EXCERPTED PASSAGE -
As important as it is for Black empowerment in America, President Barack Obama’s first year in the White House led to no appreciable impact on the lives of many African-Americans, the National Urban League says in its latest assessment of the economic and social state of the country’s Black community. Inequality between Blacks and whites remains a nagging problem and the country is far from being a postracial nation, according to the League’s 2010 Equality Index, which was released on March 25 as part of the 34th edition of The State of Black America. Blacks are still “undereducated, unemployed and underpaid,” leaving many of them poor and unhealthy, it says.
The annual report calls for these problems to be confronted head-on through targeted job-creation programs and expansion of small-business loan programs. Besides perfunctory remarks in an essay by Education Secretary Arne Duncan about education being the civil rights issue of this generation, the report offers no meaningful solution to the widening education and achievement gap between the races. With the nation still reeling from massive unemployment bequeathed by the Great Recession (December 2007 through June 2009), the report’s main focus is jobs. Overall, the country lost eight million jobs during the longest and deepest recession since the 1930s and that was on top of the two to four million jobs never recovered after the previous recession in 2001. The last 10 years have been referred to as the “lost decade” and labor economists are beginning to see a striking similarity between that decade and the current one: a jobless recovery. “Based on data for 2008 and 2009, the statistics on unemployment, earnings, poverty and homeownership in this year’s economic index capture some of the effects of the Great Recession,” says the Urban League report.

WHAT THIS TASK INVOLVES - Reproduce verbatim the portion of the article on the National Urban League report extending from "As important as" through "unhealthy, it says.". The material that follows is separate from the article on the National Urban League report.

LISTING -
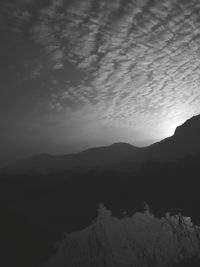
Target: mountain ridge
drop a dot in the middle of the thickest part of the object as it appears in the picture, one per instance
(185, 141)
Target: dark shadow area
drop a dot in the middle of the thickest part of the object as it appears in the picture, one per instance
(37, 209)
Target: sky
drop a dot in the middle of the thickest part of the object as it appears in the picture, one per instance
(83, 73)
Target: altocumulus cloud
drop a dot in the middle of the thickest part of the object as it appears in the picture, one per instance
(140, 58)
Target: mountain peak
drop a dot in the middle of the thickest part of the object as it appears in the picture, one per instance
(191, 126)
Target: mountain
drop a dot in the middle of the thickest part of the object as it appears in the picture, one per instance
(185, 141)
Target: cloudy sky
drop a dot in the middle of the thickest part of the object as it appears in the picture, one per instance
(83, 73)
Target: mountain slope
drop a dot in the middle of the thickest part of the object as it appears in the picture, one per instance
(185, 141)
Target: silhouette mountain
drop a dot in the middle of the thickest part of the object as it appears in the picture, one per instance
(185, 141)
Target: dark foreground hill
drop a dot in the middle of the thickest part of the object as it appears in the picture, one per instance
(38, 206)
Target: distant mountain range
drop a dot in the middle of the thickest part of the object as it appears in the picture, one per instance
(185, 141)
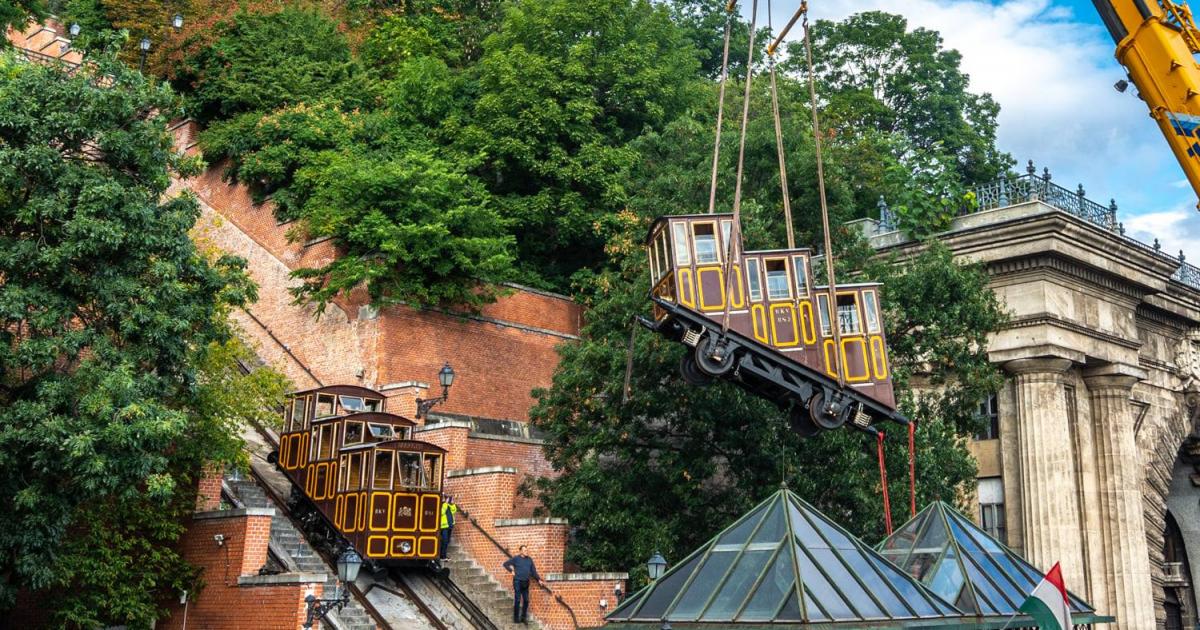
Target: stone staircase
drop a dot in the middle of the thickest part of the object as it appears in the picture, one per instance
(493, 599)
(287, 539)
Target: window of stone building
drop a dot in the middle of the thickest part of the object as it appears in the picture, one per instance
(991, 508)
(990, 415)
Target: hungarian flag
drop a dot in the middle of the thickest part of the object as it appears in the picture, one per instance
(1048, 604)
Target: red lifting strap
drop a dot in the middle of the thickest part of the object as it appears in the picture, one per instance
(883, 484)
(912, 471)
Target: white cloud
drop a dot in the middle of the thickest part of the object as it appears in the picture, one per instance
(1053, 75)
(1176, 231)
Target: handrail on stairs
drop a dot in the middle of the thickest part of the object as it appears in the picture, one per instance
(504, 550)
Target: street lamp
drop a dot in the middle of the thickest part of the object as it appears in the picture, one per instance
(348, 565)
(657, 565)
(145, 51)
(445, 377)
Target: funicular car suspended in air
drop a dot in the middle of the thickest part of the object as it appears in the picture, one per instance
(779, 342)
(358, 466)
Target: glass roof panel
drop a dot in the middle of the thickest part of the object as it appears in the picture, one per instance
(909, 592)
(815, 612)
(669, 586)
(791, 611)
(803, 531)
(846, 583)
(947, 580)
(820, 589)
(773, 526)
(833, 535)
(693, 600)
(736, 588)
(772, 591)
(877, 585)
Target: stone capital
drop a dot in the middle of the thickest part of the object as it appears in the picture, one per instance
(1041, 365)
(1121, 377)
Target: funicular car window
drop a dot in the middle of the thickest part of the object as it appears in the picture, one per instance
(871, 309)
(705, 239)
(300, 413)
(328, 436)
(753, 280)
(354, 472)
(409, 467)
(352, 403)
(777, 280)
(683, 252)
(802, 275)
(379, 432)
(847, 316)
(383, 469)
(353, 433)
(823, 313)
(325, 405)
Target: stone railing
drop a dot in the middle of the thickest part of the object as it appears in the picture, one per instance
(1033, 187)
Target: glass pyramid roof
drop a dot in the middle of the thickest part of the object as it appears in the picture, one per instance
(961, 563)
(785, 563)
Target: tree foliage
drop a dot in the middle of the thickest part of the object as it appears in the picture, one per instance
(114, 349)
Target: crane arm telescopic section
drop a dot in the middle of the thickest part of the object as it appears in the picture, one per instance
(1156, 41)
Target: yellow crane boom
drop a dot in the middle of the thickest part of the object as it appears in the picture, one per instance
(1156, 41)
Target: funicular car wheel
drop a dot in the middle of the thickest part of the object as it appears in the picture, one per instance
(714, 355)
(826, 418)
(691, 372)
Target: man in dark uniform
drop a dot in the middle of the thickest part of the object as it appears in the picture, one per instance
(522, 569)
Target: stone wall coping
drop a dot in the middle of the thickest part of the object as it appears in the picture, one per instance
(281, 579)
(233, 514)
(484, 471)
(517, 439)
(519, 522)
(585, 577)
(443, 424)
(405, 384)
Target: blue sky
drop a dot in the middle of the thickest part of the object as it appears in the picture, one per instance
(1050, 66)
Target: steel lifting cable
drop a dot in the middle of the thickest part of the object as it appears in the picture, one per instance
(733, 249)
(779, 138)
(834, 324)
(720, 103)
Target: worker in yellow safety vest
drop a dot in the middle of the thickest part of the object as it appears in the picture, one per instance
(449, 509)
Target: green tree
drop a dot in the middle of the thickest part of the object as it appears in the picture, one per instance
(261, 61)
(563, 87)
(114, 329)
(877, 75)
(18, 13)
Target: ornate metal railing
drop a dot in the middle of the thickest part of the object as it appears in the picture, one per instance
(1038, 187)
(1035, 187)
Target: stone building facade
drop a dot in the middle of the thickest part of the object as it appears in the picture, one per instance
(1091, 456)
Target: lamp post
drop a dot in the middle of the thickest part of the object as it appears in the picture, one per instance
(348, 565)
(445, 377)
(657, 565)
(145, 49)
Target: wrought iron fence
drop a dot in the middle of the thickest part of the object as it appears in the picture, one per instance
(1038, 187)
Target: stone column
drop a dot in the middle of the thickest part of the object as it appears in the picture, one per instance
(1050, 523)
(1126, 569)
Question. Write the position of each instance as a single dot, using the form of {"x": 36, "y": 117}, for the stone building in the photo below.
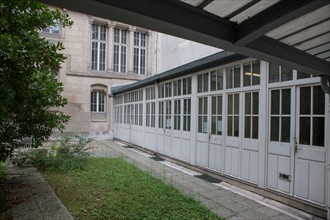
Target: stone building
{"x": 102, "y": 53}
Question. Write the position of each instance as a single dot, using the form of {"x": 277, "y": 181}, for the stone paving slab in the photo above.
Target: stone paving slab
{"x": 31, "y": 196}
{"x": 223, "y": 202}
{"x": 35, "y": 199}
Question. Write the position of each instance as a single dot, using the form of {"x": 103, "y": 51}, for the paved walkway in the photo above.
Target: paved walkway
{"x": 31, "y": 196}
{"x": 34, "y": 199}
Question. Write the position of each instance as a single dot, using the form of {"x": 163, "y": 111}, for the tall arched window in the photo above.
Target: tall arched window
{"x": 98, "y": 100}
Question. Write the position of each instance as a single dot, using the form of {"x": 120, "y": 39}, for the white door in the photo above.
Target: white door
{"x": 296, "y": 152}
{"x": 203, "y": 134}
{"x": 310, "y": 150}
{"x": 209, "y": 137}
{"x": 232, "y": 148}
{"x": 280, "y": 146}
{"x": 215, "y": 142}
{"x": 168, "y": 128}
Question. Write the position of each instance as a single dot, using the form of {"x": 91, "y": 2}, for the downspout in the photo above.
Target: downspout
{"x": 325, "y": 84}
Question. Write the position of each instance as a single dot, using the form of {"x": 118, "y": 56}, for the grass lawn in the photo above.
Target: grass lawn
{"x": 4, "y": 194}
{"x": 111, "y": 188}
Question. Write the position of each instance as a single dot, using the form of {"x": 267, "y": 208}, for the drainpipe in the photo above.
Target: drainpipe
{"x": 325, "y": 84}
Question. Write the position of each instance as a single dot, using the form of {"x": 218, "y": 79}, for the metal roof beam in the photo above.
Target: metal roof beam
{"x": 183, "y": 20}
{"x": 273, "y": 17}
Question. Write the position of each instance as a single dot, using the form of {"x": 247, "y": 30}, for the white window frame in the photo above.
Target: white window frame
{"x": 140, "y": 53}
{"x": 98, "y": 61}
{"x": 100, "y": 106}
{"x": 54, "y": 29}
{"x": 120, "y": 59}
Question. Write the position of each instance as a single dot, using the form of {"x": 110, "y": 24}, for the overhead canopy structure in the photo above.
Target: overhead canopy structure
{"x": 293, "y": 33}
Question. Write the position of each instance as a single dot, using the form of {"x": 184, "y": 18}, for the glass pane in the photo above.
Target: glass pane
{"x": 255, "y": 109}
{"x": 220, "y": 80}
{"x": 219, "y": 126}
{"x": 247, "y": 74}
{"x": 274, "y": 129}
{"x": 189, "y": 85}
{"x": 175, "y": 88}
{"x": 286, "y": 101}
{"x": 205, "y": 106}
{"x": 200, "y": 105}
{"x": 236, "y": 104}
{"x": 236, "y": 126}
{"x": 256, "y": 72}
{"x": 205, "y": 126}
{"x": 247, "y": 125}
{"x": 189, "y": 106}
{"x": 304, "y": 131}
{"x": 273, "y": 72}
{"x": 318, "y": 99}
{"x": 230, "y": 104}
{"x": 214, "y": 105}
{"x": 285, "y": 129}
{"x": 219, "y": 105}
{"x": 247, "y": 103}
{"x": 255, "y": 127}
{"x": 200, "y": 83}
{"x": 318, "y": 131}
{"x": 302, "y": 75}
{"x": 286, "y": 74}
{"x": 205, "y": 82}
{"x": 229, "y": 78}
{"x": 305, "y": 100}
{"x": 237, "y": 77}
{"x": 213, "y": 124}
{"x": 230, "y": 126}
{"x": 213, "y": 81}
{"x": 275, "y": 104}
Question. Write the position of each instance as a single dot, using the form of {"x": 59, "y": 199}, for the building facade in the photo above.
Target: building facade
{"x": 100, "y": 54}
{"x": 251, "y": 122}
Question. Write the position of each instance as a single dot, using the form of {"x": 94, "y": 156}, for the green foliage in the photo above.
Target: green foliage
{"x": 2, "y": 171}
{"x": 4, "y": 195}
{"x": 27, "y": 86}
{"x": 111, "y": 188}
{"x": 67, "y": 154}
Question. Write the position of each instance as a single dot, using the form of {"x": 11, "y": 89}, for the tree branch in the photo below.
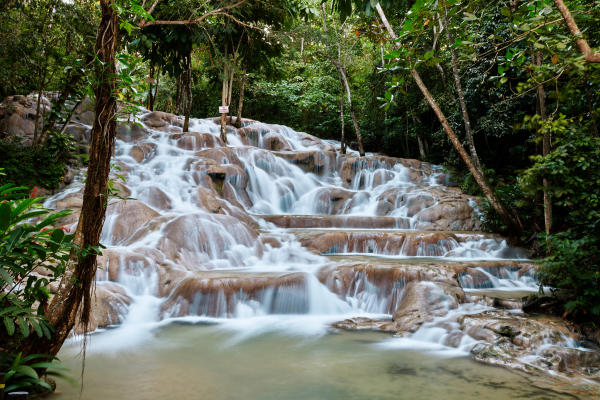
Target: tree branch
{"x": 191, "y": 21}
{"x": 582, "y": 44}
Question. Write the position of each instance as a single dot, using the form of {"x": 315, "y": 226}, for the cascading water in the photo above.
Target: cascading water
{"x": 279, "y": 232}
{"x": 192, "y": 213}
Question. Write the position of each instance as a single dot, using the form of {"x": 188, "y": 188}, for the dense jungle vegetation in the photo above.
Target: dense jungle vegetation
{"x": 515, "y": 83}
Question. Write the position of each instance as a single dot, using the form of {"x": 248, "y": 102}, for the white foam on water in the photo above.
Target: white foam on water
{"x": 222, "y": 242}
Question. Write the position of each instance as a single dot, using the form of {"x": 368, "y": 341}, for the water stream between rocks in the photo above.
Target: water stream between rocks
{"x": 268, "y": 249}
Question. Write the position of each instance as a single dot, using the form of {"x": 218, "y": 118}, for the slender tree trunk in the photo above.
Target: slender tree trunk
{"x": 461, "y": 97}
{"x": 582, "y": 44}
{"x": 224, "y": 92}
{"x": 511, "y": 222}
{"x": 238, "y": 118}
{"x": 37, "y": 110}
{"x": 155, "y": 88}
{"x": 188, "y": 92}
{"x": 75, "y": 289}
{"x": 541, "y": 95}
{"x": 590, "y": 107}
{"x": 42, "y": 74}
{"x": 344, "y": 79}
{"x": 72, "y": 81}
{"x": 342, "y": 138}
{"x": 178, "y": 94}
{"x": 422, "y": 152}
{"x": 150, "y": 87}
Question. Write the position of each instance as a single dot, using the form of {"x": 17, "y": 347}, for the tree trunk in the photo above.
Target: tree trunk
{"x": 342, "y": 122}
{"x": 155, "y": 88}
{"x": 541, "y": 95}
{"x": 588, "y": 99}
{"x": 150, "y": 87}
{"x": 238, "y": 118}
{"x": 188, "y": 92}
{"x": 178, "y": 94}
{"x": 461, "y": 97}
{"x": 37, "y": 111}
{"x": 75, "y": 289}
{"x": 582, "y": 44}
{"x": 72, "y": 81}
{"x": 344, "y": 79}
{"x": 511, "y": 222}
{"x": 224, "y": 93}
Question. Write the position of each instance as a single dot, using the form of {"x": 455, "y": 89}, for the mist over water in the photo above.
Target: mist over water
{"x": 244, "y": 244}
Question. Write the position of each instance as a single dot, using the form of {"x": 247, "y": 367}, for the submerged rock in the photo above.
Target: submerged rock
{"x": 423, "y": 301}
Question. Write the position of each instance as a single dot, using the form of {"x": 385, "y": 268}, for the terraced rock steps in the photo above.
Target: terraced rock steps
{"x": 279, "y": 222}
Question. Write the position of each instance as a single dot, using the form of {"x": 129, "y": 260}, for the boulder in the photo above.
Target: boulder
{"x": 423, "y": 301}
{"x": 109, "y": 306}
{"x": 131, "y": 132}
{"x": 197, "y": 141}
{"x": 18, "y": 113}
{"x": 127, "y": 217}
{"x": 143, "y": 151}
{"x": 530, "y": 344}
{"x": 84, "y": 112}
{"x": 315, "y": 161}
{"x": 163, "y": 121}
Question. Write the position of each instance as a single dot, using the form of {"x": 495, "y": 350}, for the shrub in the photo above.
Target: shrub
{"x": 33, "y": 255}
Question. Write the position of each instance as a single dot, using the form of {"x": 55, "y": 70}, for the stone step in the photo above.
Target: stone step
{"x": 336, "y": 221}
{"x": 377, "y": 284}
{"x": 408, "y": 243}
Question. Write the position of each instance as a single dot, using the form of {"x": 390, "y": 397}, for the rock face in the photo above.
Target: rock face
{"x": 531, "y": 345}
{"x": 109, "y": 306}
{"x": 18, "y": 114}
{"x": 423, "y": 301}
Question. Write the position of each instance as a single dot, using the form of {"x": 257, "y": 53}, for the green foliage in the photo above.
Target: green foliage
{"x": 32, "y": 256}
{"x": 22, "y": 372}
{"x": 572, "y": 168}
{"x": 35, "y": 166}
{"x": 40, "y": 40}
{"x": 572, "y": 269}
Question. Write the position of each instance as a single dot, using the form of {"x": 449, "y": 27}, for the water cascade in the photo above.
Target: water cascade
{"x": 279, "y": 227}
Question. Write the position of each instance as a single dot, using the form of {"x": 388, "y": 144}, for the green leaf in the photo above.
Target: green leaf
{"x": 10, "y": 326}
{"x": 5, "y": 213}
{"x": 27, "y": 371}
{"x": 23, "y": 326}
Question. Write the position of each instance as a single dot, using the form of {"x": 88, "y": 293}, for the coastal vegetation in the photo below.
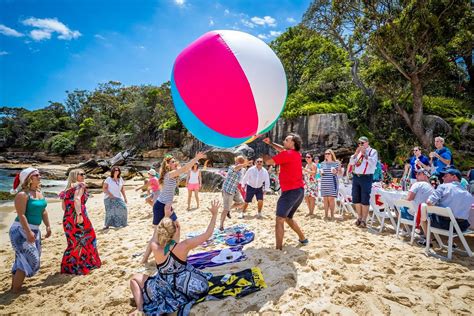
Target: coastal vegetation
{"x": 387, "y": 64}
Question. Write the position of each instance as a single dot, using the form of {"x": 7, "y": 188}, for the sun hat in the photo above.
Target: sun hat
{"x": 226, "y": 255}
{"x": 21, "y": 177}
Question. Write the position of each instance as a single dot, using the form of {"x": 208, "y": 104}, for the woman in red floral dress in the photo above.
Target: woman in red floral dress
{"x": 81, "y": 254}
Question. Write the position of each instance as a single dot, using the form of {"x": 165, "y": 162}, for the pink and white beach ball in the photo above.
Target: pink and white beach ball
{"x": 227, "y": 87}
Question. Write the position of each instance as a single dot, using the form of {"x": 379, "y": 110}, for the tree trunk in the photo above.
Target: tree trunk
{"x": 470, "y": 70}
{"x": 417, "y": 116}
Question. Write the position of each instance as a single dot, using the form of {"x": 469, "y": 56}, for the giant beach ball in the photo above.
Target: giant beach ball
{"x": 228, "y": 87}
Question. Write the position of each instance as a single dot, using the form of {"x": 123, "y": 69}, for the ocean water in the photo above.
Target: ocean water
{"x": 7, "y": 176}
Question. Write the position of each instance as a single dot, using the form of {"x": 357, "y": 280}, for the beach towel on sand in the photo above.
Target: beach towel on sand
{"x": 236, "y": 285}
{"x": 240, "y": 238}
{"x": 203, "y": 259}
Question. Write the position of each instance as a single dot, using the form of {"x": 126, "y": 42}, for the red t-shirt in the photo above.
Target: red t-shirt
{"x": 291, "y": 174}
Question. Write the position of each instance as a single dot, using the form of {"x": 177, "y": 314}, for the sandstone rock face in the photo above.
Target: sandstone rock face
{"x": 318, "y": 132}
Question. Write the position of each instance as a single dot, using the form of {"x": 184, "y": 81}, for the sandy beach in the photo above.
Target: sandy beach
{"x": 344, "y": 270}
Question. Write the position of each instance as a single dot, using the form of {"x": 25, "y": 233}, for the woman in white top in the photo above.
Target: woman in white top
{"x": 115, "y": 200}
{"x": 194, "y": 183}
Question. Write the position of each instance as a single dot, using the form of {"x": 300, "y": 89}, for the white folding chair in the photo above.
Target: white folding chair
{"x": 406, "y": 222}
{"x": 346, "y": 204}
{"x": 454, "y": 231}
{"x": 381, "y": 215}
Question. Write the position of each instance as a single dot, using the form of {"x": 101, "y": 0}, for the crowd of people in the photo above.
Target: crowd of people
{"x": 432, "y": 178}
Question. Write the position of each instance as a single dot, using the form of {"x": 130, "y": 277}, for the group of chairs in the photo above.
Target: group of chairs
{"x": 391, "y": 214}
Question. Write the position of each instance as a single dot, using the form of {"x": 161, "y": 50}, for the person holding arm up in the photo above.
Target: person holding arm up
{"x": 177, "y": 284}
{"x": 292, "y": 186}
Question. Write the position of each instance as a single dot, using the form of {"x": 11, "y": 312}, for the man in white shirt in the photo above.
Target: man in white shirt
{"x": 254, "y": 180}
{"x": 364, "y": 162}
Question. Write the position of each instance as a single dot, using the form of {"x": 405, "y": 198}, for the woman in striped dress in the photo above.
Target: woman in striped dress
{"x": 330, "y": 168}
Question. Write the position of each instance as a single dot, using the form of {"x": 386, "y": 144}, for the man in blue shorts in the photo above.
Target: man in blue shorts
{"x": 291, "y": 183}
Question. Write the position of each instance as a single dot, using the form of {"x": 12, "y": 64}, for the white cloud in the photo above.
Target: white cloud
{"x": 266, "y": 20}
{"x": 247, "y": 23}
{"x": 45, "y": 27}
{"x": 275, "y": 33}
{"x": 5, "y": 30}
{"x": 39, "y": 35}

EXERCISE RESULT -
As important as it is for Black empowerment in America, President Barack Obama’s first year in the White House led to no appreciable impact on the lives of many African-Americans, the National Urban League says in its latest assessment of the economic and social state of the country’s Black community. Inequality between Blacks and whites remains a nagging problem and the country is far from being a postracial nation, according to the League’s 2010 Equality Index, which was released on March 25 as part of the 34th edition of The State of Black America. Blacks are still “undereducated, unemployed and underpaid,” leaving many of them poor and unhealthy, it says.